- [Goal] Copy the stretch of lines below, from the line containing "[mask] <item>flower petal</item>" through the line containing "340 403 L 336", both included, exactly as they are and nothing else.
[START Data for this task]
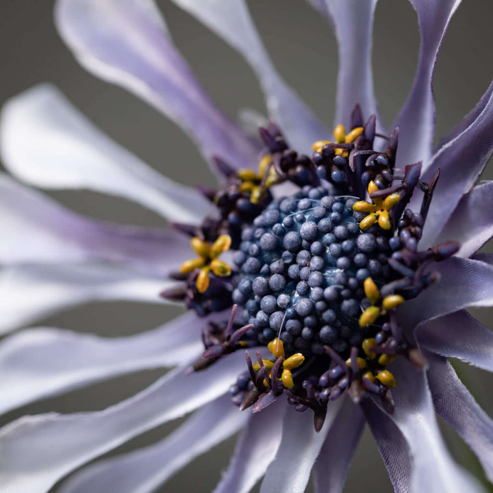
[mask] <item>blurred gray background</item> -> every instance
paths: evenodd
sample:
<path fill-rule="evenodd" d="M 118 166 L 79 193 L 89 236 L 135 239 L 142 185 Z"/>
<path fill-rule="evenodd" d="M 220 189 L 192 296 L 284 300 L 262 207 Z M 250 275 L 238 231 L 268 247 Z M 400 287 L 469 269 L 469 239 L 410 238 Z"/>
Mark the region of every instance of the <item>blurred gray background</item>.
<path fill-rule="evenodd" d="M 255 78 L 237 53 L 169 0 L 158 3 L 176 45 L 218 105 L 231 116 L 246 107 L 265 112 Z M 248 0 L 248 4 L 279 71 L 331 127 L 338 60 L 329 26 L 303 0 Z M 39 82 L 53 82 L 93 122 L 155 168 L 190 185 L 213 185 L 207 165 L 179 129 L 140 100 L 94 79 L 78 66 L 55 31 L 52 10 L 51 1 L 1 0 L 0 101 Z M 435 77 L 438 137 L 444 136 L 474 106 L 492 79 L 492 2 L 464 0 L 452 20 Z M 380 110 L 387 125 L 392 123 L 411 87 L 418 47 L 416 17 L 410 4 L 405 0 L 380 0 L 375 23 L 373 65 Z M 491 170 L 488 174 L 490 179 L 493 177 Z M 93 217 L 163 225 L 162 219 L 154 214 L 116 198 L 86 192 L 51 194 Z M 67 310 L 42 323 L 111 337 L 151 329 L 178 313 L 175 308 L 136 303 L 92 304 Z M 488 312 L 478 313 L 484 323 L 490 322 Z M 491 414 L 492 378 L 464 365 L 458 368 L 477 399 Z M 163 372 L 142 372 L 47 399 L 11 413 L 2 418 L 1 423 L 25 414 L 103 409 L 144 388 Z M 153 430 L 116 452 L 155 442 L 176 424 Z M 481 475 L 468 450 L 450 429 L 444 427 L 444 430 L 457 460 Z M 160 492 L 211 491 L 233 446 L 231 439 L 216 447 L 179 472 Z M 366 431 L 344 492 L 368 491 L 384 493 L 391 492 L 392 488 Z"/>

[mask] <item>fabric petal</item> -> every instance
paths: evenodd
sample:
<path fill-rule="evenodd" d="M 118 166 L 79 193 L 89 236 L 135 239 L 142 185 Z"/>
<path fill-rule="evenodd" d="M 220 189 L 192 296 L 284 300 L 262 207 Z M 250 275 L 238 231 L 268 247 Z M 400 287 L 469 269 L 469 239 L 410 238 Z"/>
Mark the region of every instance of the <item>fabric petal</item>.
<path fill-rule="evenodd" d="M 466 310 L 425 322 L 416 334 L 425 349 L 493 372 L 493 331 Z"/>
<path fill-rule="evenodd" d="M 197 190 L 163 177 L 104 135 L 49 84 L 5 103 L 0 152 L 9 171 L 36 186 L 120 195 L 175 221 L 195 223 L 210 209 Z"/>
<path fill-rule="evenodd" d="M 245 368 L 238 351 L 201 372 L 177 368 L 104 411 L 25 416 L 0 430 L 2 493 L 46 493 L 83 464 L 225 394 Z"/>
<path fill-rule="evenodd" d="M 244 0 L 173 1 L 245 58 L 259 79 L 270 117 L 280 123 L 290 145 L 311 153 L 314 142 L 327 138 L 328 133 L 321 122 L 277 73 Z"/>
<path fill-rule="evenodd" d="M 226 118 L 173 47 L 152 0 L 58 0 L 58 31 L 81 64 L 162 112 L 206 157 L 251 168 L 259 147 Z"/>
<path fill-rule="evenodd" d="M 0 269 L 0 333 L 89 301 L 163 303 L 177 285 L 119 265 L 32 264 Z"/>
<path fill-rule="evenodd" d="M 175 231 L 91 220 L 0 173 L 0 263 L 121 262 L 154 274 L 190 257 Z"/>
<path fill-rule="evenodd" d="M 364 428 L 359 405 L 346 398 L 314 466 L 315 493 L 341 493 Z"/>
<path fill-rule="evenodd" d="M 493 421 L 478 405 L 444 357 L 426 353 L 427 372 L 435 409 L 455 429 L 476 454 L 493 481 Z"/>
<path fill-rule="evenodd" d="M 470 257 L 493 236 L 493 181 L 480 184 L 462 197 L 435 243 L 460 242 L 457 255 Z"/>
<path fill-rule="evenodd" d="M 281 444 L 275 458 L 267 468 L 260 493 L 305 491 L 312 468 L 340 406 L 340 403 L 335 402 L 329 407 L 325 422 L 318 433 L 314 428 L 314 415 L 311 411 L 296 412 L 292 406 L 286 409 Z M 294 454 L 295 461 L 292 459 Z"/>
<path fill-rule="evenodd" d="M 6 338 L 0 343 L 0 413 L 94 381 L 180 364 L 203 351 L 205 323 L 190 312 L 129 337 L 38 327 Z"/>
<path fill-rule="evenodd" d="M 197 411 L 155 445 L 88 466 L 76 472 L 60 493 L 151 493 L 196 457 L 220 443 L 248 420 L 227 394 Z"/>
<path fill-rule="evenodd" d="M 274 459 L 282 433 L 279 416 L 288 404 L 283 399 L 252 414 L 238 440 L 234 455 L 214 493 L 248 493 Z"/>
<path fill-rule="evenodd" d="M 418 68 L 407 100 L 394 126 L 399 127 L 397 166 L 430 158 L 435 131 L 431 81 L 445 31 L 461 0 L 409 0 L 418 14 L 421 34 Z"/>

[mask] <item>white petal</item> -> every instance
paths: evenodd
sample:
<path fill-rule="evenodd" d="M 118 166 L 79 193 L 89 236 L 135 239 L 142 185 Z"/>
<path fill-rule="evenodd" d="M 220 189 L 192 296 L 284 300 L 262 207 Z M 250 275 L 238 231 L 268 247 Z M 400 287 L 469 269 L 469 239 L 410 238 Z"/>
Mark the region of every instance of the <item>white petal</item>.
<path fill-rule="evenodd" d="M 270 117 L 281 125 L 290 144 L 311 153 L 327 130 L 275 70 L 244 0 L 173 0 L 238 50 L 250 64 L 266 95 Z"/>
<path fill-rule="evenodd" d="M 223 395 L 244 368 L 238 351 L 201 372 L 171 371 L 104 411 L 14 421 L 0 430 L 2 493 L 46 493 L 83 464 Z"/>
<path fill-rule="evenodd" d="M 227 394 L 197 411 L 155 445 L 112 457 L 76 472 L 60 493 L 151 493 L 177 471 L 243 427 L 249 413 Z M 237 493 L 235 492 L 235 493 Z"/>
<path fill-rule="evenodd" d="M 7 168 L 36 186 L 121 195 L 176 221 L 194 223 L 210 208 L 197 191 L 163 177 L 102 134 L 49 84 L 5 103 L 0 139 Z"/>
<path fill-rule="evenodd" d="M 173 47 L 152 0 L 58 0 L 65 42 L 94 75 L 152 104 L 190 134 L 205 155 L 249 168 L 259 149 L 214 105 Z"/>

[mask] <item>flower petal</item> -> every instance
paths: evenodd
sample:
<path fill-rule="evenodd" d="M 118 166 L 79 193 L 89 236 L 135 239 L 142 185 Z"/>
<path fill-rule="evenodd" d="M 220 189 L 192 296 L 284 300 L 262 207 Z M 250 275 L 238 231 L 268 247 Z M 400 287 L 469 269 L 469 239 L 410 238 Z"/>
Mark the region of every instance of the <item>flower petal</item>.
<path fill-rule="evenodd" d="M 260 493 L 305 491 L 312 468 L 340 406 L 340 403 L 336 401 L 329 407 L 325 422 L 318 433 L 314 428 L 314 415 L 311 411 L 296 412 L 292 406 L 286 409 L 281 444 L 275 458 L 267 468 Z M 296 457 L 295 461 L 293 457 Z"/>
<path fill-rule="evenodd" d="M 435 243 L 460 242 L 457 255 L 470 257 L 493 236 L 493 181 L 477 185 L 462 196 Z"/>
<path fill-rule="evenodd" d="M 316 493 L 341 493 L 364 424 L 359 406 L 346 398 L 314 466 Z"/>
<path fill-rule="evenodd" d="M 244 352 L 238 351 L 201 372 L 173 370 L 104 411 L 14 421 L 0 430 L 2 493 L 46 493 L 94 457 L 223 395 L 244 366 Z"/>
<path fill-rule="evenodd" d="M 478 405 L 446 358 L 427 352 L 435 409 L 472 449 L 493 481 L 493 421 Z"/>
<path fill-rule="evenodd" d="M 312 144 L 328 135 L 321 122 L 276 71 L 244 0 L 173 0 L 238 50 L 257 74 L 270 117 L 290 145 L 311 153 Z"/>
<path fill-rule="evenodd" d="M 189 312 L 129 337 L 39 327 L 6 338 L 0 343 L 0 413 L 111 377 L 180 364 L 203 350 L 205 323 Z"/>
<path fill-rule="evenodd" d="M 159 293 L 176 284 L 159 275 L 95 262 L 5 267 L 0 270 L 0 333 L 88 301 L 162 303 Z"/>
<path fill-rule="evenodd" d="M 190 257 L 175 231 L 91 220 L 0 173 L 0 262 L 102 260 L 164 274 Z"/>
<path fill-rule="evenodd" d="M 334 126 L 350 127 L 351 114 L 361 106 L 364 118 L 377 114 L 372 71 L 372 30 L 377 0 L 309 0 L 329 16 L 339 46 Z"/>
<path fill-rule="evenodd" d="M 206 157 L 216 155 L 239 168 L 257 162 L 257 145 L 205 93 L 152 0 L 58 0 L 55 20 L 86 68 L 164 113 Z"/>
<path fill-rule="evenodd" d="M 425 349 L 493 372 L 493 331 L 465 310 L 425 322 L 416 333 Z"/>
<path fill-rule="evenodd" d="M 220 443 L 248 420 L 228 393 L 197 411 L 155 445 L 88 466 L 76 472 L 60 493 L 149 493 L 196 457 Z"/>
<path fill-rule="evenodd" d="M 134 201 L 176 221 L 200 220 L 210 203 L 161 175 L 98 130 L 49 84 L 10 99 L 0 121 L 3 164 L 45 188 L 88 188 Z"/>
<path fill-rule="evenodd" d="M 273 460 L 282 433 L 279 413 L 288 406 L 283 400 L 252 414 L 238 440 L 227 470 L 214 493 L 248 493 Z"/>
<path fill-rule="evenodd" d="M 431 155 L 435 101 L 431 89 L 437 55 L 445 31 L 461 0 L 409 0 L 418 14 L 421 46 L 418 68 L 407 100 L 394 126 L 399 127 L 397 166 L 403 167 Z"/>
[END Data for this task]
- [Answer to the exercise]
[mask] <item>flower petal</item> -> every instance
paths: evenodd
sample:
<path fill-rule="evenodd" d="M 118 166 L 79 193 L 89 236 L 135 239 L 142 185 Z"/>
<path fill-rule="evenodd" d="M 220 189 L 192 296 L 284 300 L 262 207 Z M 250 275 L 238 231 L 268 247 Z M 400 287 L 469 269 L 469 239 L 410 238 Z"/>
Mark the region of every instance of the <item>flower petal</item>.
<path fill-rule="evenodd" d="M 260 493 L 305 491 L 312 468 L 340 406 L 340 403 L 336 401 L 329 407 L 325 422 L 318 433 L 314 428 L 314 415 L 311 411 L 296 412 L 292 406 L 286 409 L 281 444 L 275 458 L 267 468 Z M 296 457 L 295 461 L 293 457 Z"/>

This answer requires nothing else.